--- Document excerpt ---
········
I’m Richard Heffner, your host on THE OPEN MIND. By the time this program is seen, today’s guest on THE OPEN MIND will have been inaugurated as President of New York University. Now, this may seem strange to those who know his comment of just two years ago: “I’ve been asked more than once if I would be interested in serving as a university president. And my answer ahs always been, ‘No thanks. I am already in politics.’” But it does seem perfectly fitting and appropriate to all of us in the academic community who know that 11-term congressman John Brademas of the Third District of Indiana, and the Democratic Party’s enormously effective majority whip in the House of Representatives had always been on Capitol Hill the most energetic supporter of the arts, the humanities, and of the educational process itself. Defeated after 20 some years in Congress in a Ronald Reagan 1980 presidential sweep, John Brademas, who was known in Congress as “Mr. Arts and Mr. Education” now becomes the president of a major American university. Perhaps here he’ll become known as “Mr. Politics”.

Mr. Brademas, President Brademas, thank you for joining me here today on THE OPEN MIND. Thinking about how to begin our show, I thought that the shoe is on the other foot now and I wonder what changes will take place in your own basic thinking about the appropriate relationship between the government and the educational community.
········
--- Extracted records ---
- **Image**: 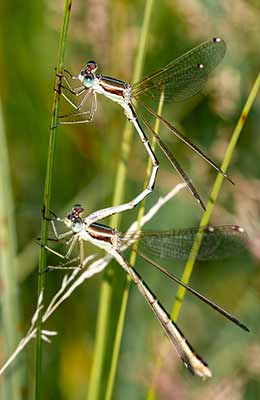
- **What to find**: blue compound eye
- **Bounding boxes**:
[82,74,95,88]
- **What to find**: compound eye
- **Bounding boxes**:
[82,74,95,88]
[85,61,98,73]
[71,204,84,218]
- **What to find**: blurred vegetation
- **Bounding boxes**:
[0,0,260,400]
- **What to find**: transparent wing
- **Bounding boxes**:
[123,225,247,260]
[132,38,226,102]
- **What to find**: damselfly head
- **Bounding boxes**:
[85,61,98,74]
[67,204,84,221]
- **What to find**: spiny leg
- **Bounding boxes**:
[111,249,211,378]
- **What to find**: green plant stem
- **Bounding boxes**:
[35,0,72,400]
[172,74,260,321]
[146,74,260,400]
[105,90,163,400]
[0,103,22,400]
[88,0,153,400]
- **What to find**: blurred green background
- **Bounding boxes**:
[0,0,260,400]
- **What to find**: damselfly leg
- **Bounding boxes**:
[57,38,231,212]
[43,205,248,378]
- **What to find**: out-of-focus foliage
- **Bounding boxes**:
[0,0,260,400]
········
--- Complete the following ---
#1 Please repeat the part of the Open Mind transcript that opens with the words containing "Mr. Brademas, President" and closes with "the educational community.", copying it word for word.
#2 Write the next part of the Open Mind transcript, picking up right after its last sentence.

--- Answers per task ---
#1
Mr. Brademas, President Brademas, thank you for joining me here today on THE OPEN MIND. Thinking about how to begin our show, I thought that the shoe is on the other foot now and I wonder what changes will take place in your own basic thinking about the appropriate relationship between the government and the educational community.

#2
BRADEMAS: In the House of Representatives, as you know, Mr. Heffner, I was a vigorous champion of using federal funds to support education at every level, but particularly higher education. And I don’t see any reason in my new responsibility to change my views on that subject. I think there is no doubt that federal assistance, particularly for university and college students, which is a major way in which we provide federal help for higher education in the United States, is absolutely indispensable to the ability of millions of young people to get a college education, and in my judgment it’s crucial to the well-being of the nation’s economy, to our military posture, and to the kind of society we have.

HEFFNER: What about the question of who pays the piper calls the tune?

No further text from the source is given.